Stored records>
§

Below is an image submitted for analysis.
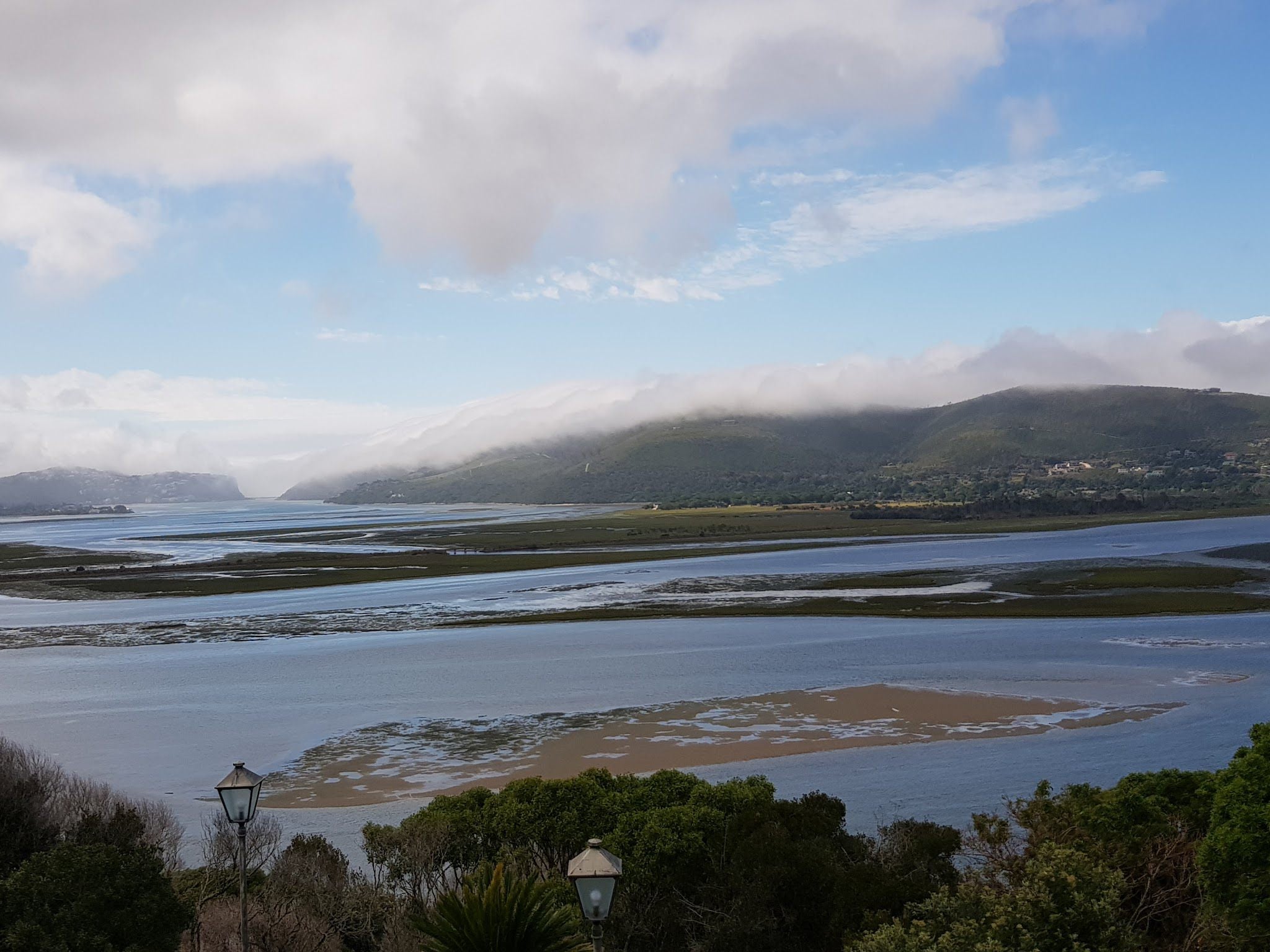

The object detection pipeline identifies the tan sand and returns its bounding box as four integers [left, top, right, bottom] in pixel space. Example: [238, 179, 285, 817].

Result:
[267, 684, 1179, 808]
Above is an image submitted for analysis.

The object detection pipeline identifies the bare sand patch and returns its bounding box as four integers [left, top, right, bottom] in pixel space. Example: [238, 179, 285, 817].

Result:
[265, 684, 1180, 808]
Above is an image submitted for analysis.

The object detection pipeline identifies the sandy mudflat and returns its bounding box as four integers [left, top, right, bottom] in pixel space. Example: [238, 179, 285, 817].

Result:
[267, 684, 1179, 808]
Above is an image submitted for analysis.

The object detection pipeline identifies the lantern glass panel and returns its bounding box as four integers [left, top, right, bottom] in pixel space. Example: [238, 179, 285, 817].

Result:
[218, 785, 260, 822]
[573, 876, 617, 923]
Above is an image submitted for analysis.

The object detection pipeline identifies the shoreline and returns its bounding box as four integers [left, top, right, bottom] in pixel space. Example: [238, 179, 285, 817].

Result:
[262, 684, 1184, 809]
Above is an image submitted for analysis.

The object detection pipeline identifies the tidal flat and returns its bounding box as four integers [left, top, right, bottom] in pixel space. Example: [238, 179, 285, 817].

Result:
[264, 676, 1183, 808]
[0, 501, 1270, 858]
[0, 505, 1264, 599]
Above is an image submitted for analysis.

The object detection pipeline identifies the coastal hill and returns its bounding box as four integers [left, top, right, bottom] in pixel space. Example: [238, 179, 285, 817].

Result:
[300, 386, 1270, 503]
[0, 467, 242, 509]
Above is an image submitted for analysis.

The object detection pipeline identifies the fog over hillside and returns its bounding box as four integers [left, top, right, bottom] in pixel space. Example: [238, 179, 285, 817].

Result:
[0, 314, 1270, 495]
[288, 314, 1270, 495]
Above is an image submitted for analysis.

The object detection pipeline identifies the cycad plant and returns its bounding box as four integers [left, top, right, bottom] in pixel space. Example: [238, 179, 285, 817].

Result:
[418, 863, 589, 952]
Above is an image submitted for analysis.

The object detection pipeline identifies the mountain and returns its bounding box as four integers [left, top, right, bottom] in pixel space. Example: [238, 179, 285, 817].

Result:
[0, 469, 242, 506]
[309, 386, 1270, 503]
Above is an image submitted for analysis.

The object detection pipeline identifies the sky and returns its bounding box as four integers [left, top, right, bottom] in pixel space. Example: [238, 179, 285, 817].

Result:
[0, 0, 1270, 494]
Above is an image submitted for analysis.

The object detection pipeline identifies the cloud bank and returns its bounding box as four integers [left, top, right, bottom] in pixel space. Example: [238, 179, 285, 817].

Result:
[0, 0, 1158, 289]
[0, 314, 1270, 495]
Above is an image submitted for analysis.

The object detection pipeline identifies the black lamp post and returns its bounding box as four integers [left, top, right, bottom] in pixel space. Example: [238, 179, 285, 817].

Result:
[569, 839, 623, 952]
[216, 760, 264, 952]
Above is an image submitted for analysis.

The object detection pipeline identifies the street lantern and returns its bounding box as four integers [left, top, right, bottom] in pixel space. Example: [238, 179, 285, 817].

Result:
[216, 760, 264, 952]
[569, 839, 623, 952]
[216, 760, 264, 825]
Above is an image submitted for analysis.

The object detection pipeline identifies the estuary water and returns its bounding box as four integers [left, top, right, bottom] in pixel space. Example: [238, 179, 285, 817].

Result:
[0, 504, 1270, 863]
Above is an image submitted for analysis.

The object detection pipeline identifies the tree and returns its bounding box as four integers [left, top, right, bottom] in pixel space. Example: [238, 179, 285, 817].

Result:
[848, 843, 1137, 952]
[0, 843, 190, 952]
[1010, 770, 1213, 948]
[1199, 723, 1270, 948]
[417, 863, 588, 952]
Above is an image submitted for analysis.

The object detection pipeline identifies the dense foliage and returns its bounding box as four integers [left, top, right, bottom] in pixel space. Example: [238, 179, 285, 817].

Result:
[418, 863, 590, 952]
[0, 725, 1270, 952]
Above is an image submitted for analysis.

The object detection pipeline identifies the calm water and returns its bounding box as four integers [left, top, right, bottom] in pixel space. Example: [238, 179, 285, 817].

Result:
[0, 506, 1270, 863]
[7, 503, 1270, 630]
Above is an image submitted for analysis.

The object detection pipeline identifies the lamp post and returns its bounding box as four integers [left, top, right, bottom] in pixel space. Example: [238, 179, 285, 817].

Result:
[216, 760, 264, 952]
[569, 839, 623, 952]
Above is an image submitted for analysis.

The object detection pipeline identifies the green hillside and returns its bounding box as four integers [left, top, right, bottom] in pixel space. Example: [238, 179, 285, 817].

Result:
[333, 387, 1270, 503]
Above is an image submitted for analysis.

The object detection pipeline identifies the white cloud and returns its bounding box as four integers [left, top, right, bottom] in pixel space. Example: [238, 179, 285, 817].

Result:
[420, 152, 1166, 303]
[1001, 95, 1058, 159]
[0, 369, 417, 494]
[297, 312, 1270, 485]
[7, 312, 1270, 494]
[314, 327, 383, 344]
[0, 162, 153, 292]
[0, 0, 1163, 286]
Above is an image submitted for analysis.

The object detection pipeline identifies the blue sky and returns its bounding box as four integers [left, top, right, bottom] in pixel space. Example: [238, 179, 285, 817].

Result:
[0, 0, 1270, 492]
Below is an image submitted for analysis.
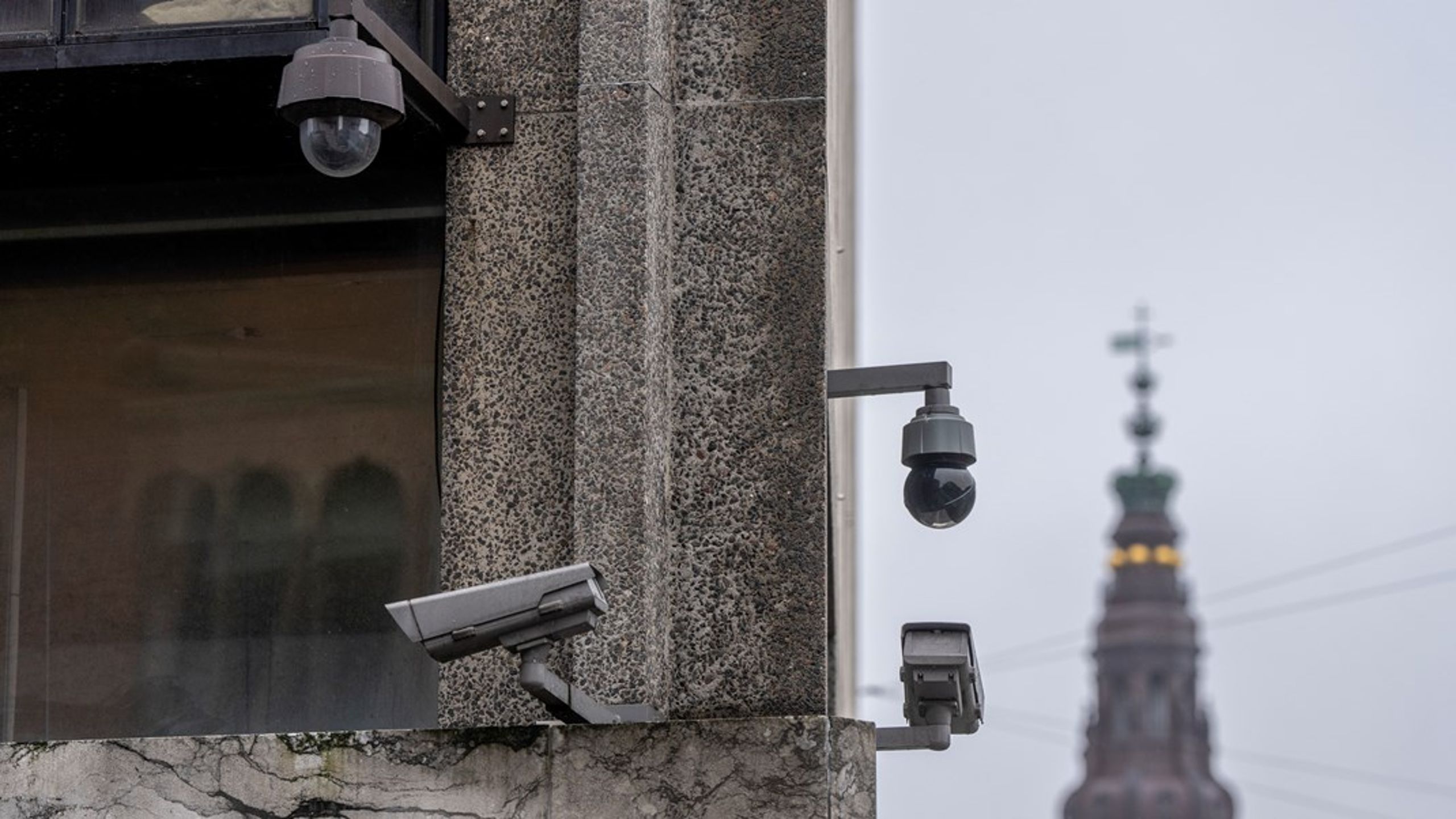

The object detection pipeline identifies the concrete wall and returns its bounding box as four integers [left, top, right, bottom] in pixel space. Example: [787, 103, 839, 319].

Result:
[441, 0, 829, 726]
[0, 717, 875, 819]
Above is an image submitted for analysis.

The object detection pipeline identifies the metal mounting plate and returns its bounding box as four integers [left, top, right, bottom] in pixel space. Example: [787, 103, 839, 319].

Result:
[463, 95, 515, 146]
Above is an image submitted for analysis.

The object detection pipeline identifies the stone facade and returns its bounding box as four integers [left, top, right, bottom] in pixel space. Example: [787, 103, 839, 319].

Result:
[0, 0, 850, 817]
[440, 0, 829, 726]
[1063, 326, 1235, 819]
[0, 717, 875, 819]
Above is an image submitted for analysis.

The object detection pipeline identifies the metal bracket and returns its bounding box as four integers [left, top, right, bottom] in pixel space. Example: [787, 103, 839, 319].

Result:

§

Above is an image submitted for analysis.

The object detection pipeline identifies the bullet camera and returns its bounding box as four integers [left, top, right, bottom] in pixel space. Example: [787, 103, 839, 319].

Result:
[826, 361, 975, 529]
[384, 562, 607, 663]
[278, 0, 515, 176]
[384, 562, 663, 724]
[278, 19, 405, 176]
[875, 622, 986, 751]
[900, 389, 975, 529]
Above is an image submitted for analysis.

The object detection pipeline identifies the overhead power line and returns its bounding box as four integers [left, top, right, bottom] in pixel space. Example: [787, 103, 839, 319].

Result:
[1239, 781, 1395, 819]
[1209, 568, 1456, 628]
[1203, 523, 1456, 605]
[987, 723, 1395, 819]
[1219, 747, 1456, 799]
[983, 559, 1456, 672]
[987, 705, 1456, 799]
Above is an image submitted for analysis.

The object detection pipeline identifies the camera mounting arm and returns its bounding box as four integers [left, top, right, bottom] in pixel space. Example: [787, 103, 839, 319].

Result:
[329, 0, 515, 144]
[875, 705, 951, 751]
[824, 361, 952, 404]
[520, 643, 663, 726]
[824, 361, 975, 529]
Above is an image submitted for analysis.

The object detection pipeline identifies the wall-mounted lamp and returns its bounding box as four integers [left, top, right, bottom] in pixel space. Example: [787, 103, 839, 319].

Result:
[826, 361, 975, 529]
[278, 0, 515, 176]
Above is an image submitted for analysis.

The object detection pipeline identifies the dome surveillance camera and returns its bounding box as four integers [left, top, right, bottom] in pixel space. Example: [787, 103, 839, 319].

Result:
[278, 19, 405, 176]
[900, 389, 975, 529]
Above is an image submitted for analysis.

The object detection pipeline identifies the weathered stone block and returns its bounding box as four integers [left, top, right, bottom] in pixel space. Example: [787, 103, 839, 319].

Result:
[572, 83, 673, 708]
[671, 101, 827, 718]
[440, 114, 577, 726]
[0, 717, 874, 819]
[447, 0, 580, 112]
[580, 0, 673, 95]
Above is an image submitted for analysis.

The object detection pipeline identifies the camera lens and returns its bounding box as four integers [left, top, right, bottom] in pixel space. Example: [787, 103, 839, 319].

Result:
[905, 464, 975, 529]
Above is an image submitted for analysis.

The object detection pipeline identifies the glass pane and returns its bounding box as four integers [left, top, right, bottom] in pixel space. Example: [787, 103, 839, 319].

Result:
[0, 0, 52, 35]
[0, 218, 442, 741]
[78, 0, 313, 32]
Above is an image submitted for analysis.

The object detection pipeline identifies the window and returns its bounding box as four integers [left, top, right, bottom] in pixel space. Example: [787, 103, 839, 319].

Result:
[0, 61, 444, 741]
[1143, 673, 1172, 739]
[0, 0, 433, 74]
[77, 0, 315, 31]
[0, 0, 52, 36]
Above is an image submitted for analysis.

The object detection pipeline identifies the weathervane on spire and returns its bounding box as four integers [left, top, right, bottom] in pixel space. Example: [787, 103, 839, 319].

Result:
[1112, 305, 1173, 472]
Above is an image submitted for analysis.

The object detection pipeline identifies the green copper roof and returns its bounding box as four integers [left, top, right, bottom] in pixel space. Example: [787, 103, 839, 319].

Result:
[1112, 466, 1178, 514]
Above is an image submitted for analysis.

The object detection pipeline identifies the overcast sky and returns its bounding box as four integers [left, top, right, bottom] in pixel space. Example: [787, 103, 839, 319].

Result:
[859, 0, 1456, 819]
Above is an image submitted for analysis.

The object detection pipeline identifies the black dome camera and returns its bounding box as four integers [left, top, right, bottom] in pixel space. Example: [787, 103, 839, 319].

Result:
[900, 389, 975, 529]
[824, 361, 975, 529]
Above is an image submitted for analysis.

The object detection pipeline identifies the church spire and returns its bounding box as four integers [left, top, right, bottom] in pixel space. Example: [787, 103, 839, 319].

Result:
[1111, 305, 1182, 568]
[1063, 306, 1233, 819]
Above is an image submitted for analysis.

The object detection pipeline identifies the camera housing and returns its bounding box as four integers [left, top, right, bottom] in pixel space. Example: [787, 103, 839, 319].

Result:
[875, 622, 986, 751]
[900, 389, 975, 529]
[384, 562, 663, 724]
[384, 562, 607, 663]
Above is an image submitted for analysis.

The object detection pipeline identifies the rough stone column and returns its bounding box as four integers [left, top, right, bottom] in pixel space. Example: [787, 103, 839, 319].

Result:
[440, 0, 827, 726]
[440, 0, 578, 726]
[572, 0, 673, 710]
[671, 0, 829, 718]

§

WHAT YOU HAVE TO DO>
How many lines of the material above contain the string "glass" when case counts? Reply with the number alone.

SOLUTION FOR THIS PROBLEM>
2